### TASK DATA
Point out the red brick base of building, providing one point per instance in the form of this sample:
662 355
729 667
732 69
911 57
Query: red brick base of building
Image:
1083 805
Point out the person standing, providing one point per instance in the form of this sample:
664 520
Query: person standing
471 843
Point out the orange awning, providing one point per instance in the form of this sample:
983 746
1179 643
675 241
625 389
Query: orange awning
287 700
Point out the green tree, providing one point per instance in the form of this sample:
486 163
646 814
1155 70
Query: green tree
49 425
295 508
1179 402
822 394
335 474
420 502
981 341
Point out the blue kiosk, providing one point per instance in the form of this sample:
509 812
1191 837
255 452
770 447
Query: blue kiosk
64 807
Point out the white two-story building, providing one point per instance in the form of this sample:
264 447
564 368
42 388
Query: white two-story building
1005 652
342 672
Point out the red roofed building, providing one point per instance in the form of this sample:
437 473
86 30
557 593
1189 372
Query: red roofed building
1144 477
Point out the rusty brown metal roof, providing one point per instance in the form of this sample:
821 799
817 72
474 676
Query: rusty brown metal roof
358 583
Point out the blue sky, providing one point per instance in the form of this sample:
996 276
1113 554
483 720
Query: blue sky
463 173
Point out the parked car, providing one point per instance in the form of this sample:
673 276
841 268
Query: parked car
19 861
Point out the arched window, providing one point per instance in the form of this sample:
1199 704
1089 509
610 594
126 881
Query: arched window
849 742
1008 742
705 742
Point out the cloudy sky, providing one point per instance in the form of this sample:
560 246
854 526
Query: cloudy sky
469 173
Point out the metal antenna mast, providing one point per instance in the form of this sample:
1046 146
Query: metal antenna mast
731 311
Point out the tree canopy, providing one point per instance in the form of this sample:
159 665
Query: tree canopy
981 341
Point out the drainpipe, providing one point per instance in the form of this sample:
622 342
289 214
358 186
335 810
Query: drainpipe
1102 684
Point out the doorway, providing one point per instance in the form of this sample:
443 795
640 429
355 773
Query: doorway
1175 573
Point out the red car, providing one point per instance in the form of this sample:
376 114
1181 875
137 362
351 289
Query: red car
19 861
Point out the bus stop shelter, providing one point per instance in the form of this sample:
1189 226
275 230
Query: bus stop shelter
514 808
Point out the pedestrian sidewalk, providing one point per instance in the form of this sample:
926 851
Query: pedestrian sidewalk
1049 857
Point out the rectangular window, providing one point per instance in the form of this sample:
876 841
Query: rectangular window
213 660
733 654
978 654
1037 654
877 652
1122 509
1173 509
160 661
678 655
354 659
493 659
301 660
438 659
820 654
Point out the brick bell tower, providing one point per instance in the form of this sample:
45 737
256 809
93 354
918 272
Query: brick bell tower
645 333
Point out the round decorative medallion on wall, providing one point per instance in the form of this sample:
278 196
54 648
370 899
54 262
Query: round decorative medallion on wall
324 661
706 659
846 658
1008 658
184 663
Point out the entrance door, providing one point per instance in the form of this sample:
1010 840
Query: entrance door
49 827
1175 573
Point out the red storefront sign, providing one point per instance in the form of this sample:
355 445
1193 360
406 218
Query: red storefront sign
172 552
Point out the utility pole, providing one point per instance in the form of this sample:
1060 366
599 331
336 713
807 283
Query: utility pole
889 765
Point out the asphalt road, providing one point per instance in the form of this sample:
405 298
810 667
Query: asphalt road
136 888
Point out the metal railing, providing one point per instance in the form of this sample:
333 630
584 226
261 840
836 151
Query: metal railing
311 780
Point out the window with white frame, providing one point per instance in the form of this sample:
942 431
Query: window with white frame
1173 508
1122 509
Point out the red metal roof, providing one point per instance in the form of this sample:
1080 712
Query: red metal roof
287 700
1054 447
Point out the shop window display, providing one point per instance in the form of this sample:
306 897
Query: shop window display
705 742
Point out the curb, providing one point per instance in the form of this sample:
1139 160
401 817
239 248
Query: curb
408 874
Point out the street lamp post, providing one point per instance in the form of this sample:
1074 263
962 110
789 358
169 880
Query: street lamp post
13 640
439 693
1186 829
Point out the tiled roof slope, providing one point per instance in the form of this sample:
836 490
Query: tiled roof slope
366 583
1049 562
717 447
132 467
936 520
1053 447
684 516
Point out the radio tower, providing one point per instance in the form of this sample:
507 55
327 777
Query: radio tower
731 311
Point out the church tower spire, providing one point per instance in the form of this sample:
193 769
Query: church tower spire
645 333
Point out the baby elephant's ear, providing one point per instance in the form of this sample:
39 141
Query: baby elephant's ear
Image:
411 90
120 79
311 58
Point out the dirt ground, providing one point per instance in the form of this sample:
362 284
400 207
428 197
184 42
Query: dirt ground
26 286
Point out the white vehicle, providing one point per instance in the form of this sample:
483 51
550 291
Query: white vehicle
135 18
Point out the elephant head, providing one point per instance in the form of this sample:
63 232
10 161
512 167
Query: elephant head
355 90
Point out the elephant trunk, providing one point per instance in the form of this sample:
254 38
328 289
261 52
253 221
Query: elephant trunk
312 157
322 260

### DESCRIPTION OF THE TASK
Find "baby" in the data above. Report each line where it appears.

### EXPECTED ANSWER
Point out the baby elephant's ear, providing one point per instance in the form of this sample:
Query: baby elephant's ear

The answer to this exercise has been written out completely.